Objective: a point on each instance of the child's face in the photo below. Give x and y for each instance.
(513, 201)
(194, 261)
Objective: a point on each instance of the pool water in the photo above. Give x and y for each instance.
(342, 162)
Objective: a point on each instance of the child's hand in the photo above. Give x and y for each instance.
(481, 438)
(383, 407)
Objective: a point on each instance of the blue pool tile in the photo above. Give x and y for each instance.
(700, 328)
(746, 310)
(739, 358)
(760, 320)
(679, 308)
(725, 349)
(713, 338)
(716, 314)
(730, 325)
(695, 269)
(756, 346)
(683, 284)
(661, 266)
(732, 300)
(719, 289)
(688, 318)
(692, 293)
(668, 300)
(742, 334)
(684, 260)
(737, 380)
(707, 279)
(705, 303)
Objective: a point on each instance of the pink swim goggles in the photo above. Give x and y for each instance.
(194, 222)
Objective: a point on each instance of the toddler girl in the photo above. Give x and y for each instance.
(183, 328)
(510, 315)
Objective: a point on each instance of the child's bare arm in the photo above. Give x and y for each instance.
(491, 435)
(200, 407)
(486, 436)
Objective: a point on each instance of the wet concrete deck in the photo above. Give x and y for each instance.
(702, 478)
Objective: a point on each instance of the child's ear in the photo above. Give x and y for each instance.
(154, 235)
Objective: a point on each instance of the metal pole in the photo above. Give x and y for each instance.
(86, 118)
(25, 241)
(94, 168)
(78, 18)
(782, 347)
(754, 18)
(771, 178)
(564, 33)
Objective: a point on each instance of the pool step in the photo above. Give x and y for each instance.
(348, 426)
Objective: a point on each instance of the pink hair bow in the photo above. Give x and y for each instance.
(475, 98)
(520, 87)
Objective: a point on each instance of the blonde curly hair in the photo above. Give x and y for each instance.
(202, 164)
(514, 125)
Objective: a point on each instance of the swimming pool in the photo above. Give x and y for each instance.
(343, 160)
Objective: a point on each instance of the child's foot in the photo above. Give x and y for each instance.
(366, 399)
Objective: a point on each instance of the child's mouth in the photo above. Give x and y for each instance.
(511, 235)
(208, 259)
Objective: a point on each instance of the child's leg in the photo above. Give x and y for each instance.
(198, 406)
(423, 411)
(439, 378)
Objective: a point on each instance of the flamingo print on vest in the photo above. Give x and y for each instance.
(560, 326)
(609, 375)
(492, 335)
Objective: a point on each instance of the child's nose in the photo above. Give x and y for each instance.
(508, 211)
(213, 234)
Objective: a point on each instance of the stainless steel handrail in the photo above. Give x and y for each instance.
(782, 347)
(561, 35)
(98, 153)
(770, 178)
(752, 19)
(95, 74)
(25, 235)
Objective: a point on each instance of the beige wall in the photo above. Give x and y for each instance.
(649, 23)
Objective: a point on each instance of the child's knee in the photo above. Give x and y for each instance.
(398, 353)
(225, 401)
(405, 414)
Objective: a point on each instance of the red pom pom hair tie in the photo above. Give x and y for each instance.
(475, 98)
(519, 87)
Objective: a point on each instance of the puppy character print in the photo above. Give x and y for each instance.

+++++

* _The exercise_:
Beginning at the line containing "Objective: a point on each instance of the child's ear", repeat each line exactly through the last line of the entries, and include no other lines.

* _Written answer_:
Objective: a point on each instance of the child's ear in the photo above. Give x and y for each instance.
(154, 235)
Objective: a point on each instance of the metal pole in the photo above. Give x and y for each instance.
(86, 118)
(25, 241)
(94, 168)
(78, 18)
(782, 347)
(754, 18)
(771, 178)
(564, 33)
Objective: a point on each instance of the pool step in the photo above. Give x and y for each instance.
(348, 426)
Objective: a point on each instance of the pink hair bow in the photo above. Give x and y for each instance.
(475, 98)
(520, 87)
Objective: a point on each instance of the blonde curly hair in the photo above. Give x and y for each instance.
(202, 164)
(514, 125)
Objective: a point on each instance of the swimming pool in the photo above. Give x and y for each instance.
(343, 160)
Objective: a point on each instance of the child's foot in the photo above. Give x and y for each instance.
(366, 399)
Objective: a point on each instance of the child's mouth in the photo above. Give x and y for each instance.
(511, 235)
(208, 259)
Objective: a point on each instance of the child's leg in the photo above. Give x and y for each instance.
(198, 406)
(423, 411)
(439, 378)
Objective: a point on each instance of the flamingo print on vest in the photo above. Give x and y for each instance.
(560, 326)
(609, 375)
(492, 335)
Objective: a point on each instance of the child's nose in the photo above. Give x and y for each instance.
(508, 211)
(213, 234)
Objective: a point on each instance of the stainless steel handrail in the photo above. Give x and y for each instance.
(782, 347)
(561, 35)
(98, 153)
(770, 178)
(752, 19)
(95, 74)
(25, 235)
Objective: a point on each instance of the beige wall in the photo above. Give x and y for each instance.
(649, 23)
Objective: a point on each instance of the child's knee in the photo above. Give x and y for each instance.
(398, 353)
(225, 401)
(405, 414)
Objective: a point on each instance of the red pom pom hair tie in the photo above. Give x and y for each instance.
(475, 98)
(519, 87)
Objective: a point on each instance of the puppy character print in the photo above. Give x and y for each instance.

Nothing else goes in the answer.